(EXERCISE DATA)
○ ○ ○ ○

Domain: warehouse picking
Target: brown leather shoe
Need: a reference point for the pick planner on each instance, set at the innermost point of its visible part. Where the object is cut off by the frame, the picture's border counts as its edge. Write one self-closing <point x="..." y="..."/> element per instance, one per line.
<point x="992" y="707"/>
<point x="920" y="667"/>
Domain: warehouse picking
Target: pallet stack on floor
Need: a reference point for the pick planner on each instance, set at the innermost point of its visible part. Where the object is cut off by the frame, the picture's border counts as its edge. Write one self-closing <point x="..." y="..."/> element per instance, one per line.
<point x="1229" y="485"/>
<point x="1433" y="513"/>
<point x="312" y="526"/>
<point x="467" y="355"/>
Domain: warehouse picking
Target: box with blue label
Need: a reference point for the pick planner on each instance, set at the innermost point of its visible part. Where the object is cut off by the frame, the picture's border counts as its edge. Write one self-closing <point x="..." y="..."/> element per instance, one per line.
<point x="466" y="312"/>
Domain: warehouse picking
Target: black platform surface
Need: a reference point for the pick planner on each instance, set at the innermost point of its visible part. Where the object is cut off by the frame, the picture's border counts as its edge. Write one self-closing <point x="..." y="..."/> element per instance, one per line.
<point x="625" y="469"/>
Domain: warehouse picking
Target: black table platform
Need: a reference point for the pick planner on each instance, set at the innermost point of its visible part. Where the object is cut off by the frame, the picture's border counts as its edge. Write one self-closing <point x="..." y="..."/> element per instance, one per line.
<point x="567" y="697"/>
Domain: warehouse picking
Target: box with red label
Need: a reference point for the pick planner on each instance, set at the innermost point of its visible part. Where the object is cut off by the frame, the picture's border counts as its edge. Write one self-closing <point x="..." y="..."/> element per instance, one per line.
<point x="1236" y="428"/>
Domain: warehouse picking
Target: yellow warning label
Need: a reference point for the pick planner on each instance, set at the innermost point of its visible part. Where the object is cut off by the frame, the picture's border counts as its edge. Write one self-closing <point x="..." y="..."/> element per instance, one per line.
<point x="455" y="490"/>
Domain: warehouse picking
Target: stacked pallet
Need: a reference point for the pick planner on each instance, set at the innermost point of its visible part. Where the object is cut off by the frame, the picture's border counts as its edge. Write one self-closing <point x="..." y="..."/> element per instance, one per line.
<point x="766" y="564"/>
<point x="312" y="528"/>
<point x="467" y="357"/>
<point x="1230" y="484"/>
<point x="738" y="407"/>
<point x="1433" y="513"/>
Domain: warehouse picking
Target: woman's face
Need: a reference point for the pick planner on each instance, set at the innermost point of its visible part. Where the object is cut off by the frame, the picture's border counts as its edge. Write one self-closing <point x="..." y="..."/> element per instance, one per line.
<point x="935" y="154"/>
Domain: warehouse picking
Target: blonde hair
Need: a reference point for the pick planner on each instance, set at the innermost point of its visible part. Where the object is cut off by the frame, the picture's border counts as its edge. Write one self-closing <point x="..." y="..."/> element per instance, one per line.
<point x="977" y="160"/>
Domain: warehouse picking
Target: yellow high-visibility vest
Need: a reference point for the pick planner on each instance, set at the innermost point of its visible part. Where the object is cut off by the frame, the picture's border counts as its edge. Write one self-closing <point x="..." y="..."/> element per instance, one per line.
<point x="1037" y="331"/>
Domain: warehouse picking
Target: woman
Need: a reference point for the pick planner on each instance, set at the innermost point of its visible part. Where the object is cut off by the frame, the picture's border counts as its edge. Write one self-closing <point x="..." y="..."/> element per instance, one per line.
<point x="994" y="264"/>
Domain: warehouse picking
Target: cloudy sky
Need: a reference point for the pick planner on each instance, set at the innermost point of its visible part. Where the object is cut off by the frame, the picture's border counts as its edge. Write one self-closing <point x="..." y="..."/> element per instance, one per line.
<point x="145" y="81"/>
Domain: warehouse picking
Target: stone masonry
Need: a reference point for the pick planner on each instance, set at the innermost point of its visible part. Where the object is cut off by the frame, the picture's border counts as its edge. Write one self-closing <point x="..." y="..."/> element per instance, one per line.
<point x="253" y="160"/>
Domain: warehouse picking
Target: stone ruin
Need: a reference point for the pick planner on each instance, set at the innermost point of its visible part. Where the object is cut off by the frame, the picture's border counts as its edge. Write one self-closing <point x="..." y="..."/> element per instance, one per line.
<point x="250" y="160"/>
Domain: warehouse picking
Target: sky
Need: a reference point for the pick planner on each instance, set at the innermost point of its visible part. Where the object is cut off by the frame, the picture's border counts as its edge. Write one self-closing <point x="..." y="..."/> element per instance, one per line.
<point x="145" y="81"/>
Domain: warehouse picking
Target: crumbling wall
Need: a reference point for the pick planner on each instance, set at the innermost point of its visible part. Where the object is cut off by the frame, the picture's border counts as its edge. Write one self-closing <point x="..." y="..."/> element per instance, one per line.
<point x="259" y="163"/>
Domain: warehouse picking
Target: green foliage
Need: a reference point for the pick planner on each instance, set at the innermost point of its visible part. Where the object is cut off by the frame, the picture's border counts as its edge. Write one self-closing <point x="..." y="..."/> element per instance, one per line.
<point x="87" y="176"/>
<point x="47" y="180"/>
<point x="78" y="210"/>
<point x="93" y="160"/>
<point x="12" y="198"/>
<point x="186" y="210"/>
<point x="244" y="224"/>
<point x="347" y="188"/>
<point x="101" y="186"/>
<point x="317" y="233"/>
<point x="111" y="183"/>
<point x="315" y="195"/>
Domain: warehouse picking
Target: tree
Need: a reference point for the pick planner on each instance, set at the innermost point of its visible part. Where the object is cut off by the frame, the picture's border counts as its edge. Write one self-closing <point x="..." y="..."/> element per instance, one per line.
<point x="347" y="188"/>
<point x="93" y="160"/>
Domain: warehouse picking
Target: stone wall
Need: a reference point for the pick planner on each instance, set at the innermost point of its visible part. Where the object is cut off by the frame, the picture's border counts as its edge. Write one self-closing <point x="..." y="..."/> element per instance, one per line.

○ ○ ○ ○

(WRITTEN PROBLEM) Every record shown above should be written out again exactly.

(TASK RESULT)
Domain: warehouse picking
Target: brown leather shoe
Need: a reference point for the pick planner on each instance, set at the innermost point of its visible part. Where the object is cut off by the frame, the picture's border counts as its edge. Write one self-closing <point x="..." y="..."/> element per instance, one per line.
<point x="992" y="707"/>
<point x="920" y="667"/>
Domain: warehouse picking
Target: pallet stack on floor
Need: a reference point for the pick planner on each instance, set at the innermost point of its visible part. Where the object is cut off by the frame, the picture's border counts as its edge. Write one self-closing <point x="..." y="..."/> element per instance, one per line.
<point x="1229" y="485"/>
<point x="1433" y="513"/>
<point x="312" y="526"/>
<point x="467" y="355"/>
Domain: warehouse picking
Target: box with blue label
Need: a reference point for the pick planner on each instance, set at the innermost point of its visible part. Where the object is cut off by the frame, the picture's border counts as its edge. Write one self-closing <point x="..." y="..."/> element per instance, one per line.
<point x="466" y="312"/>
Domain: warehouse picking
Target: black platform surface
Need: a reference point for the pick planner on each instance, set at the innermost point of its visible part. Where the object is cut off by the frame, the picture's border counts as its edge. Write one self-closing <point x="..." y="..."/> element per instance, one per line.
<point x="625" y="469"/>
Domain: warehouse picking
Target: black table platform
Need: a reference point for the pick planner on each instance, set at the innermost point of its visible part. Where the object is cut off by the frame, the picture's border counts as its edge. Write one self-closing <point x="..." y="..."/> element per instance, one per line.
<point x="567" y="697"/>
Domain: warehouse picking
Target: box with red label
Need: a reference point for the pick planner on each instance, set at the innermost point of its visible part. Where the object is cut off by the frame, the picture's border counts as its edge. Write one self-closing <point x="..." y="..."/> element per instance, one per line.
<point x="1236" y="428"/>
Domain: warehouse picking
Target: yellow warning label
Need: a reference point for the pick planner on each instance, set at the innermost point of its visible part. Where the object is cut off by the frame, the picture's border counts as its edge. Write one self-closing <point x="..." y="..."/> element per instance, one per line.
<point x="455" y="490"/>
Domain: warehouse picking
Target: stacked pallet
Need: a reference point for the pick planner on each instance, set at the innermost point of its visible part. Where the object is cut off by the frame, the picture's border counts as its edge. Write one self-closing <point x="..." y="..."/> element per instance, one per line.
<point x="766" y="564"/>
<point x="312" y="528"/>
<point x="467" y="357"/>
<point x="1230" y="484"/>
<point x="738" y="407"/>
<point x="1433" y="513"/>
Domain: warehouse picking
Target: woman's face
Need: a reference point for the pick planner on each instance, set at the innermost point of its visible part. Where the object is cut off by the frame, the picture's border counts as its edge. Write one self-closing <point x="..." y="..."/> element per instance, one per line.
<point x="935" y="154"/>
Domain: warehouse picking
Target: blonde hair
Need: a reference point for the pick planner on each instance, set at the innermost point of its visible part. Where the object is cut off by the frame, the picture's border counts as its edge. Write one self-closing <point x="..." y="..."/> element per instance, one per line.
<point x="977" y="160"/>
Domain: warehouse picking
Target: yellow high-visibility vest
Need: a reference point for the pick planner on each instance, set at the innermost point of its visible part. Where the object is cut off by the frame, the picture's border counts as its edge. Write one self-closing <point x="..." y="..."/> element per instance, one per line.
<point x="1037" y="331"/>
Domain: warehouse picking
Target: woman
Need: a reference point for the pick planner on each instance, set at the innermost point of its visible part. Where the object is cut off by the frame, the picture's border counts as its edge. Write one self-closing <point x="..." y="..."/> element per instance, one per line.
<point x="994" y="264"/>
Domain: warehouse picking
Target: cloudy sky
Need: a reference point for the pick planner on each instance, set at the innermost point of its visible part. Where the object is cut off by the frame, the picture's border counts as its edge. Write one self-closing <point x="..." y="..."/> element per instance, one per line.
<point x="145" y="81"/>
Domain: warehouse picking
Target: stone masonry
Need: a reference point for the pick planner on each instance, set at the innermost point of its visible part. Where the object is cut off by the frame, the picture's border counts as its edge. Write one self-closing <point x="..." y="..."/> element per instance, one per line.
<point x="253" y="160"/>
Domain: warehouse picking
Target: stone ruin
Need: a reference point for the pick planner on each instance, set at the innermost point of its visible part. Where the object is cut off by the frame, the picture's border counts as its edge. Write one self-closing <point x="..." y="..."/> element per instance, one per line.
<point x="250" y="160"/>
Domain: warehouse picking
Target: sky
Need: a reference point for the pick planner on each instance, set at the innermost point of its visible part. Where the object is cut off by the frame, the picture's border counts as its edge. Write one self-closing <point x="..." y="..."/> element per instance, one per line.
<point x="145" y="81"/>
Domain: warehouse picking
Target: crumbling wall
Need: a reference point for the pick planner on each instance, set at the innermost point of its visible part. Where the object is cut off by the frame, the picture's border counts as its edge. Write one self-closing <point x="..." y="..."/> element per instance, one per line.
<point x="259" y="163"/>
Domain: warehouse picking
Target: green foliage
Need: a reference point for the pick planner on each instance, set at the innermost point of its visible part. Where the object is cut off by the frame, the picture's border counts as its edge. Write one self-closing <point x="..." y="..."/> element per instance, one per line.
<point x="87" y="176"/>
<point x="47" y="180"/>
<point x="78" y="210"/>
<point x="93" y="160"/>
<point x="12" y="198"/>
<point x="186" y="210"/>
<point x="244" y="224"/>
<point x="347" y="188"/>
<point x="101" y="186"/>
<point x="317" y="233"/>
<point x="111" y="183"/>
<point x="315" y="195"/>
Domain: warehouse picking
Target: tree
Need: a reference point for the pick planner on each instance, set at the innermost point of its visible part. Where the object is cut off by the frame, the picture's border counts as its edge. Write one self-closing <point x="..." y="..."/> element per instance, one per line.
<point x="347" y="188"/>
<point x="93" y="160"/>
Domain: warehouse picking
Target: stone wall
Need: a reference point for the pick planner on each instance, set at the innermost point of its visible part. Where the object is cut off by the frame, the picture's border counts as its edge. Write one self-closing <point x="..." y="..."/> element per instance, one per line.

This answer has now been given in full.